Rewrite the entries from the line containing "[point] every instance of the smiling mouth" through the line containing "[point] every instance of the neck", substituting "top lip" for "upper lip" and leaving everything else unchanged.
---- Data section
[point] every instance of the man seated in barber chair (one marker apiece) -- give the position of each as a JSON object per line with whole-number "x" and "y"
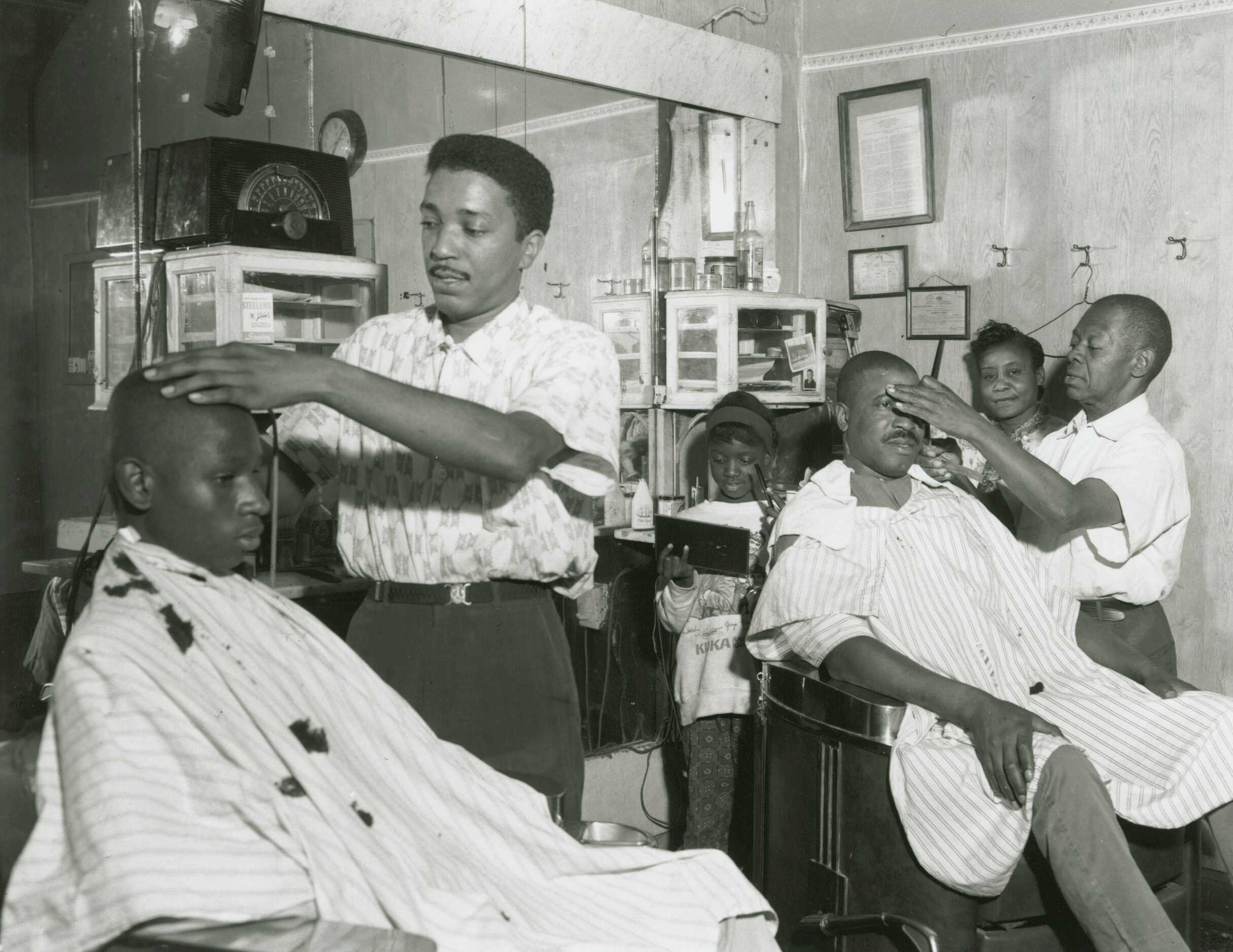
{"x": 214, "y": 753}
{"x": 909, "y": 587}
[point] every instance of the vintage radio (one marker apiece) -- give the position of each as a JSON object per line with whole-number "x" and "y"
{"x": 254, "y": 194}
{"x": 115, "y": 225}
--------
---- Data section
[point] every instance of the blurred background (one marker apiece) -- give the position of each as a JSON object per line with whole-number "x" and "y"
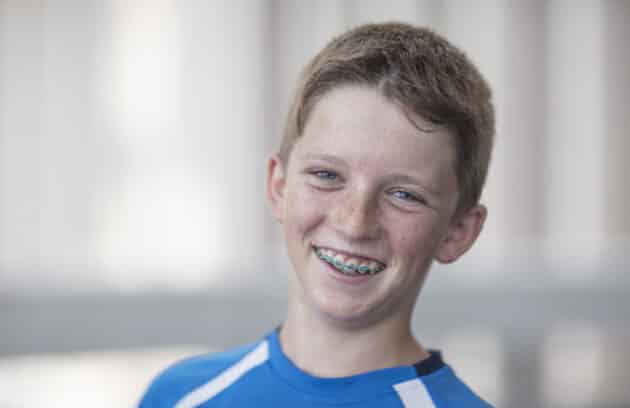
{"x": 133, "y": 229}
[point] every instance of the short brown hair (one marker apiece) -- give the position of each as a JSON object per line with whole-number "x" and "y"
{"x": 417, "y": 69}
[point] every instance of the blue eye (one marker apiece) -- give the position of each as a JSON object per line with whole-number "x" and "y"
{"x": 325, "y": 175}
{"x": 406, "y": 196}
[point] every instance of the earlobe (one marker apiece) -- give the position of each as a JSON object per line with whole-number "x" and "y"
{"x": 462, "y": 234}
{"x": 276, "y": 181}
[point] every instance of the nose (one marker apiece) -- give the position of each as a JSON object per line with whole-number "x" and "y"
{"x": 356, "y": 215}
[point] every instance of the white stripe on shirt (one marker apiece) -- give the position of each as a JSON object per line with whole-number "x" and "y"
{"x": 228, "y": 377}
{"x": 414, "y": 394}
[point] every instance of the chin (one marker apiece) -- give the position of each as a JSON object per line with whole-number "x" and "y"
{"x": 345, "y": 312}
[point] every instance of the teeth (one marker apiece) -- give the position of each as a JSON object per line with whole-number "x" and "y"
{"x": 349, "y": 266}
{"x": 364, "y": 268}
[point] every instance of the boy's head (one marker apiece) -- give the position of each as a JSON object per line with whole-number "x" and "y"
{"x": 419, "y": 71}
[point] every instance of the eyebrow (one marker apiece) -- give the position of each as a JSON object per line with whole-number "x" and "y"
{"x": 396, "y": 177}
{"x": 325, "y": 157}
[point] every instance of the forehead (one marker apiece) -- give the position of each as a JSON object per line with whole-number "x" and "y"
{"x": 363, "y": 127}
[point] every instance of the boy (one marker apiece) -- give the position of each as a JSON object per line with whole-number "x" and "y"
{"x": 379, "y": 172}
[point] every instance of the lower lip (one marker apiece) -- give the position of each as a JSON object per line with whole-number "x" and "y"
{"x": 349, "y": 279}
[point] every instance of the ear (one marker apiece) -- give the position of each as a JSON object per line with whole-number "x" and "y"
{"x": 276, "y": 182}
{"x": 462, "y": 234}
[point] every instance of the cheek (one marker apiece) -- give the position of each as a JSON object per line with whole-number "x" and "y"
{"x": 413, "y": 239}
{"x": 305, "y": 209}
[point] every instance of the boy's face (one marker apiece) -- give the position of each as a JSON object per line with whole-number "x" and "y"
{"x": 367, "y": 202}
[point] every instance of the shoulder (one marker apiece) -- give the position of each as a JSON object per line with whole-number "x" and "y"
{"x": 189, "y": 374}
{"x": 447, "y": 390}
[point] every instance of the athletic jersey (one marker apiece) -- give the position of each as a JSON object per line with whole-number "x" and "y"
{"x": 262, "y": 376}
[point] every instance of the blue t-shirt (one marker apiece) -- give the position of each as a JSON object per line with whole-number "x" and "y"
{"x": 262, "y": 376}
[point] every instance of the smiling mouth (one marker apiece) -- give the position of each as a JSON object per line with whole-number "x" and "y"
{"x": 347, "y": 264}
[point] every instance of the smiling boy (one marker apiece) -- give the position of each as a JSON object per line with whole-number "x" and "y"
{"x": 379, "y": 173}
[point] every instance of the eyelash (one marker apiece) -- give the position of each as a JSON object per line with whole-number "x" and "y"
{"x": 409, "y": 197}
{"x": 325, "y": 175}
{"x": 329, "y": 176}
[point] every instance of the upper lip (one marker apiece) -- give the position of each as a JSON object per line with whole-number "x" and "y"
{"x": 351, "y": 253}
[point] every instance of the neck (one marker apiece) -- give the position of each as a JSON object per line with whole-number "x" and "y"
--------
**Solved exercise:**
[point] every instance of the smiling mouth (one marker apiece) -- give the position of each as a JSON object per line with whole-number "x" and "y"
{"x": 347, "y": 264}
[point] every instance of the smiling boy (one marker apiece) -- give the position of each as a JSON object per line with whole-number "x" and "y"
{"x": 379, "y": 173}
[point] every instance of the eyelash (one marker apiece) -- give the position of each as a JSON object per line with whole-number "x" and "y"
{"x": 409, "y": 197}
{"x": 325, "y": 175}
{"x": 329, "y": 176}
[point] every instance of the top lip (one marker apiece) -- give the position of each as a JSON object per line with whole-number "x" and "y"
{"x": 351, "y": 253}
[point] every instance of the neck (one marker apiece) -- give the position of each as a JSON object per line with whole-number "x" and "y"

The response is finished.